◆ What you need to do:
Each record that follows should be duplicated exactly, except for its pictures.

◆ Given data:
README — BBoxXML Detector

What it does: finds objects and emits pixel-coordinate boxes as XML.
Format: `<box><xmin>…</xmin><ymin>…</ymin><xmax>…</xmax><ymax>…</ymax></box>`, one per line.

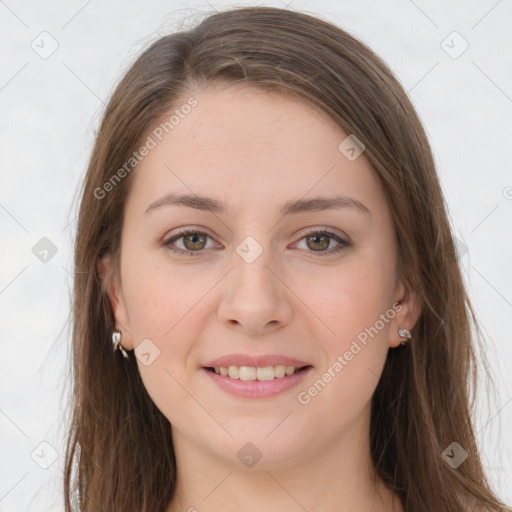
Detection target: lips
<box><xmin>201</xmin><ymin>354</ymin><xmax>313</xmax><ymax>398</ymax></box>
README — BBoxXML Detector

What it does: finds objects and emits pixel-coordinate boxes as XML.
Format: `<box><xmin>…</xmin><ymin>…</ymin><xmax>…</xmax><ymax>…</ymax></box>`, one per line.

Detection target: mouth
<box><xmin>201</xmin><ymin>357</ymin><xmax>314</xmax><ymax>399</ymax></box>
<box><xmin>204</xmin><ymin>364</ymin><xmax>312</xmax><ymax>381</ymax></box>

◆ Exercise answer:
README — BBoxXML Detector

What it does: finds objects and emits pixel-coordinate boxes as XML.
Format: `<box><xmin>…</xmin><ymin>…</ymin><xmax>…</xmax><ymax>…</ymax></box>`, one per line.

Detection target: lips
<box><xmin>201</xmin><ymin>354</ymin><xmax>313</xmax><ymax>398</ymax></box>
README — BBoxXML Detector

What it does: finds objects and emits pixel-coordinate boxes as XML.
Format: `<box><xmin>…</xmin><ymin>…</ymin><xmax>…</xmax><ymax>…</ymax></box>`, one per line.

Detection target: mouth
<box><xmin>201</xmin><ymin>357</ymin><xmax>314</xmax><ymax>399</ymax></box>
<box><xmin>204</xmin><ymin>364</ymin><xmax>312</xmax><ymax>381</ymax></box>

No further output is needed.